PAGE TEXT >>
※

Ward in Quảng Ninh city, Vietnam

Móng Cái 1 (/vi/); is a ward in Quảng Ninh city, Vietnam. It is one of the 54 communes, wards and special zones of the city.

==Geography==

Location of Móng Cái 1 ward on Quảng Ninh city map (highlight in red).

Móng Cái 1 is a ward located in the northern part of Quảng Ninh city, 110 km northeast of Hạ Long ward. It borders with People's Republic of China to the north and east, Gulf of Tonkin to the south and Móng Cái 2 ward to the west.

==History==
Prior to 2025, the area of Móng Cái 1 ward was formerly Trần Phú, Hải Hòa, Bình Ngọc, Trà Cổ wards and Hải Xuân commune of Móng Cái provincial city, Quảng Ninh province.

※

Referring expression data >>
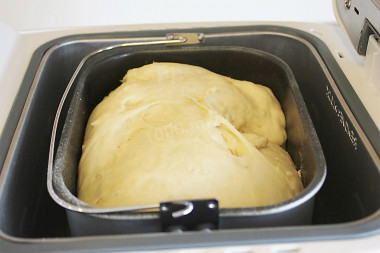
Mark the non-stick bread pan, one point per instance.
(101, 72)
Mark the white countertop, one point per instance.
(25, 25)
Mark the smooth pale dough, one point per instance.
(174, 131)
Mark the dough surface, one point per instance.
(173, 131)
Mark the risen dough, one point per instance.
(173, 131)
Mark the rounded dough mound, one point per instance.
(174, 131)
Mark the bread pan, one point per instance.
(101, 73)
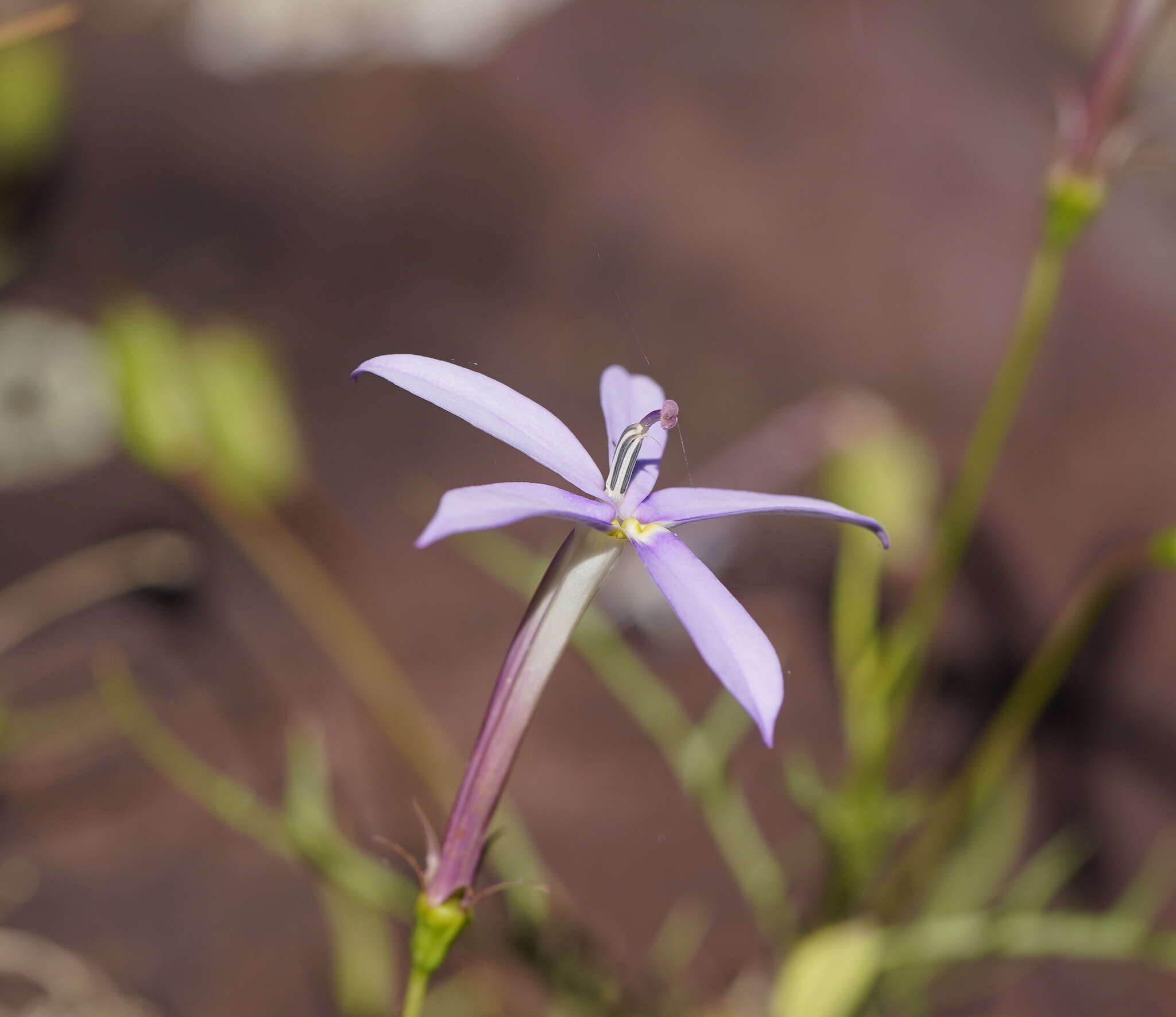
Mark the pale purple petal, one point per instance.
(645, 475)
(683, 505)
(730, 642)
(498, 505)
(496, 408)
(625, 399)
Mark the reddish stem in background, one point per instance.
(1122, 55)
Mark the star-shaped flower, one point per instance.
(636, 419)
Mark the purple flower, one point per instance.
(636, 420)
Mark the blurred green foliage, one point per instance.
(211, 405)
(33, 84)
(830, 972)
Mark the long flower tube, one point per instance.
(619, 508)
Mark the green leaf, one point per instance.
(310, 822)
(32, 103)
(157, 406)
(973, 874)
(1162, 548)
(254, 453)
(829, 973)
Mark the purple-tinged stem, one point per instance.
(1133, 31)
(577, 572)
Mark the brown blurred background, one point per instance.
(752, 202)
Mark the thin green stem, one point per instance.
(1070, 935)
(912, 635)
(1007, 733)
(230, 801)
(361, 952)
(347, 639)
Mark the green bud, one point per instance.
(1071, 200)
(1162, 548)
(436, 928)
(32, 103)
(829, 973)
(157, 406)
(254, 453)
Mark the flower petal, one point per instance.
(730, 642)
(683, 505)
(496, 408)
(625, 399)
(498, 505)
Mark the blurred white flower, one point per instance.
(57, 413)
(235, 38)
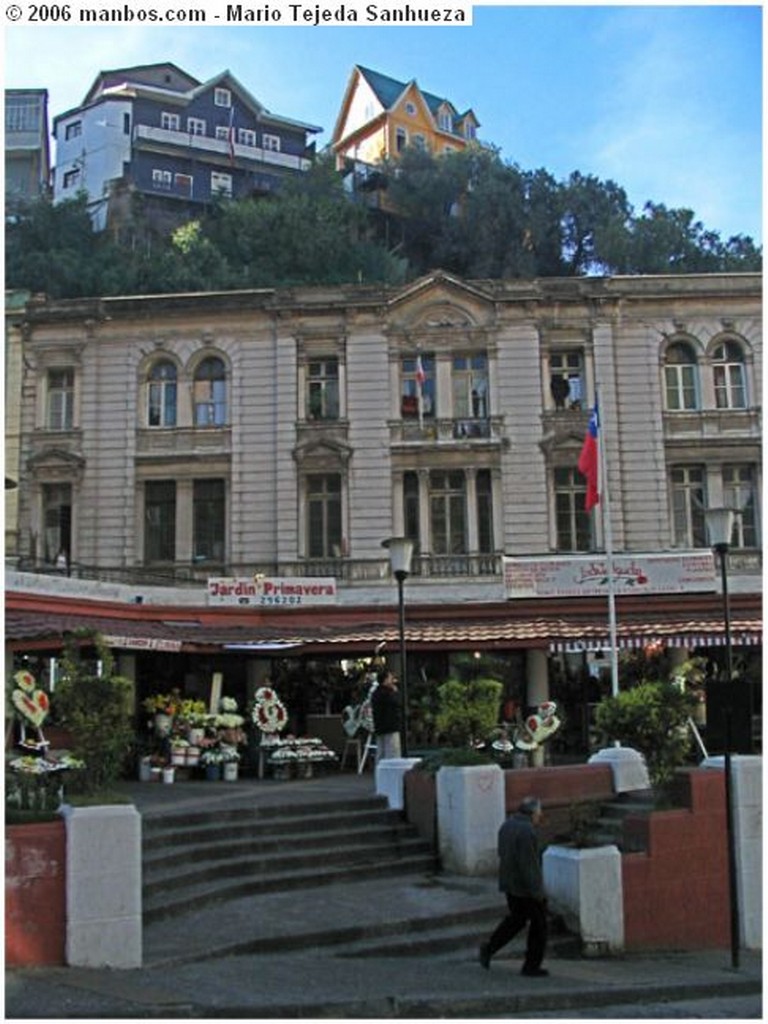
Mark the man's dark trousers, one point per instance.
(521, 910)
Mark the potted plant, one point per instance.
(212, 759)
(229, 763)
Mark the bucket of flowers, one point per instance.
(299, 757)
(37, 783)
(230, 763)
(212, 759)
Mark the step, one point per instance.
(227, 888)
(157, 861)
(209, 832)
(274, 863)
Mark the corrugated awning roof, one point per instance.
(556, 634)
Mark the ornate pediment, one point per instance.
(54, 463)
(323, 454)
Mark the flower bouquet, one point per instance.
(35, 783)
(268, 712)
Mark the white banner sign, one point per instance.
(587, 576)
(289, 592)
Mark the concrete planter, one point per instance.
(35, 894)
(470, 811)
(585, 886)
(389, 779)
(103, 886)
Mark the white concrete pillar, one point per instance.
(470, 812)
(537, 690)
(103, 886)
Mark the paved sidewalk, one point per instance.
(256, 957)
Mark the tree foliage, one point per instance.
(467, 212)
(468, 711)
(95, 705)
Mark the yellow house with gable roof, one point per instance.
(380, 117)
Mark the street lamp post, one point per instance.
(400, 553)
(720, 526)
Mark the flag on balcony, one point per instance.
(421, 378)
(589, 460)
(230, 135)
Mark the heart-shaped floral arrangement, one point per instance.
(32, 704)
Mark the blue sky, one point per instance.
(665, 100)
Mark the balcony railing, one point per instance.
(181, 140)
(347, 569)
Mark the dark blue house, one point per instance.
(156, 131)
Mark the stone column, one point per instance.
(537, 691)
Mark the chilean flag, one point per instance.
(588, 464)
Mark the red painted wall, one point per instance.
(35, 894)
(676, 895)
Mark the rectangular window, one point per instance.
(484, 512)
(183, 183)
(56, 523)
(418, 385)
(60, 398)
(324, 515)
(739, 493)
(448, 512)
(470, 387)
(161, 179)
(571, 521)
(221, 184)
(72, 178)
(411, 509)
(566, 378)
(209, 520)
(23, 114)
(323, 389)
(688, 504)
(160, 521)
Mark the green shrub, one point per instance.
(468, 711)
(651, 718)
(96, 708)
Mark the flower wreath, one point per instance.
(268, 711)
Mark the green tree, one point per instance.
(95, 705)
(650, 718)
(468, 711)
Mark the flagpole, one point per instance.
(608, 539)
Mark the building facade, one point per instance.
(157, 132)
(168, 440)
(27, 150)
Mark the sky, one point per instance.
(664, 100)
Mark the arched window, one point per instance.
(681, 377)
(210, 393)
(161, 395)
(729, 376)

※

DIRECTIONS >>
[A] Answer these from the Móng Cái 1 ward article:
(i) How many communes, wards and special zones make up Quảng Ninh city?
(ii) How far from Hạ Long ward is Móng Cái 1, and in what direction?
(iii) Which commune was part of the ward's area before 2025?
[B] Extend the Móng Cái 1 ward article, picking up after its last sentence.

SOLVED PROBLEMS >>
[A]
(i) 54
(ii) 110 km northeast
(iii) Hải Xuân commune

[B]
On June 16, 2025, the Standing Committee of the National Assembly of Vietnam issued Resolution No. 1679/NQ-UBTVQH15 on the reorganization of commune-level administrative units in Quảng Ninh province. Mong Cai 1 Ward was established by merging the entire area and population of Trần Phú, Hải Hòa, Bình Ngọc, Trà Cổ wards and Hải Xuân commune (formerly part of Móng Cái provincial city).

On September 1, 2025, Quảng Ninh city was established based on the entire former Quảng Ninh province. Therefore, Móng Cái 1 ward belongs to Quảng Ninh city.